— EXCERPT TO READ —
▬▬▬
Once thats done give the case a good wash and let it dry thoroughly. You can now apply wood stain to the case before varnishing. When it comes to varnishing you can use a brush but by far the best results will be achieved with the thinning and sponge method described above – lots of layers thinly applied is the rule to follow on this one. If you slap it on thick you will end up with run marks in the varnish, no matter how confident you might be about it applying as you want – just spend the extra time and reap the rewards.

One last thing – your clock might have a toned finish – this being the case avoid the complete strip down option as its hard to replicate.  If thats not an optionthen it can be done by using thinner with a few drops of black paint disolved in it. This allows you to dab on more gradually in the areas to be shaded / toned. The advantage of doing it this way is that you can correct mistakes while you are doing it by simply wiping your dye mixture off with the same thinners you used to dilute it. Also, if you want the darkness to seep into the grain to effect a sort of striped woodgrain effect then you can apply the dyed varnish and then rub it off the relief of the wood. This leaves the stained varnish in relief of the woodgrain. This achieves approximately the same finish as on the originals or these two toned clocks.
▬▬▬
Position identification records
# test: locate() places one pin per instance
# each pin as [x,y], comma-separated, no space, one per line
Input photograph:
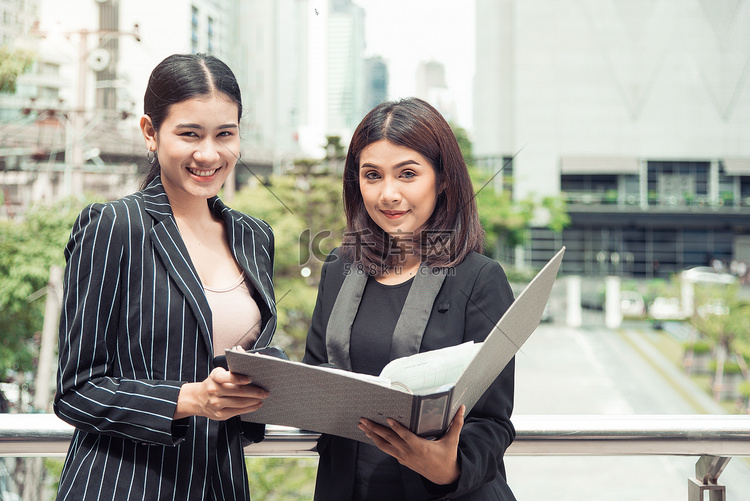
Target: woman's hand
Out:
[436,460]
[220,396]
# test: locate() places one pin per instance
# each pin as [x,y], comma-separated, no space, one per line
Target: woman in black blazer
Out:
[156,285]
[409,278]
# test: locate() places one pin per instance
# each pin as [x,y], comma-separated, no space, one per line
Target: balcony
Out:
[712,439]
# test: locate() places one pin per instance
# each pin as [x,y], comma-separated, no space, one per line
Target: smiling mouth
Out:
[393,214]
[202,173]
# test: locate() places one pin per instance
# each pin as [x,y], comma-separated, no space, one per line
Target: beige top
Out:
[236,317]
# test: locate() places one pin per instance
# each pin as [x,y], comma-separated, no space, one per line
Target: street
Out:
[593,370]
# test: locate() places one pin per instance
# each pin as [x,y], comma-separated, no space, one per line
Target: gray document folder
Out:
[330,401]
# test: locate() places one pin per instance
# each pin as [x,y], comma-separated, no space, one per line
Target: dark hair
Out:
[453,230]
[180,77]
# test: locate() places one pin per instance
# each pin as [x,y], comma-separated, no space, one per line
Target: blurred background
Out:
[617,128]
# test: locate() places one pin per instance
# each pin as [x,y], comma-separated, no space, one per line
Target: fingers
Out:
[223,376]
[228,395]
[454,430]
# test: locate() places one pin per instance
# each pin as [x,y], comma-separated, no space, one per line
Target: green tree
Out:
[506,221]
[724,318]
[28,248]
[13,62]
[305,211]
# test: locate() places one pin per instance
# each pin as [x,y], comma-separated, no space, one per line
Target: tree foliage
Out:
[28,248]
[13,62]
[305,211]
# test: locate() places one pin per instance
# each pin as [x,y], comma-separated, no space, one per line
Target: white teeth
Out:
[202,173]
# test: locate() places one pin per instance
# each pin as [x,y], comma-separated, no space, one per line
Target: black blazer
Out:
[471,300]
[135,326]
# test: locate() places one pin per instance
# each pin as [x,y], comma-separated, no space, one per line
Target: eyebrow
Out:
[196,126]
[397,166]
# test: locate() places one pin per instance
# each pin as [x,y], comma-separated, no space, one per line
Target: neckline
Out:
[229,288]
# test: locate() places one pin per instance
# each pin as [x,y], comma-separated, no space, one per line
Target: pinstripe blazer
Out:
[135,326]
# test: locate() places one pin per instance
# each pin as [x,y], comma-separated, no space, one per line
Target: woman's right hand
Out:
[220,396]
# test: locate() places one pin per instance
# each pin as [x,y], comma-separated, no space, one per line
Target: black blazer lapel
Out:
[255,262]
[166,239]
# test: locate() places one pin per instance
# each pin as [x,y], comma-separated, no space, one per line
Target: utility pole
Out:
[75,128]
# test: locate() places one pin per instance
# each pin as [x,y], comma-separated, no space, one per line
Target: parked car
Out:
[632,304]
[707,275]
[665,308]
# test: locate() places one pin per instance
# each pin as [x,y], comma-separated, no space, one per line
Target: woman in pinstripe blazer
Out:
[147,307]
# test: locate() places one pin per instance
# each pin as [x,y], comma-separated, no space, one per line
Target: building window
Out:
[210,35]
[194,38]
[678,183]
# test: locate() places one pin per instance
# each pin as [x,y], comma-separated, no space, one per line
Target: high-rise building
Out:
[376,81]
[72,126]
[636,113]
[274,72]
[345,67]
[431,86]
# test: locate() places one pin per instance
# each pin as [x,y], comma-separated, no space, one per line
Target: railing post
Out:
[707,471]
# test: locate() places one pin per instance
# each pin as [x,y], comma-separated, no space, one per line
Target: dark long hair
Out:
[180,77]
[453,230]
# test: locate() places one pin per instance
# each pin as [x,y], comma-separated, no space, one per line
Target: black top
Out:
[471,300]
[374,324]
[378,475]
▬▬▬
— JOBS —
**A)** In the clock-case refinishing text, swap "sponge" for "cloth" in the stretch from "Once thats done" through "reap the rewards.".
**B)** Name the four substances the clock-case refinishing text mentions by name, leaving out any mixtures made from them.
**C)** Go on with the clock-case refinishing text from the point where it stops.
Nothing in the entries is needed for this work.

— OUTPUTS —
**A)**
Once thats done give the case a good wash and let it dry thoroughly. You can now apply wood stain to the case before varnishing. When it comes to varnishing you can use a brush but by far the best results will be achieved with the thinning and cloth method described above – lots of layers thinly applied is the rule to follow on this one. If you slap it on thick you will end up with run marks in the varnish, no matter how confident you might be about it applying as you want – just spend the extra time and reap the rewards.

**B)** wood stain, varnish, thinner, black paint

**C)**
One last last thing….invest in a small set of oil paints. Oil paint can be mixed on the palette to get a good colour match and the texture you can apply with a brush makes it easy to simulate wood grain. Give this 48 hours to dry before applying the varnish over the top. Its a great way of filling veneer chips as the paint is thick enough to be used as a filler for most jobs although you will need serious drying time on it.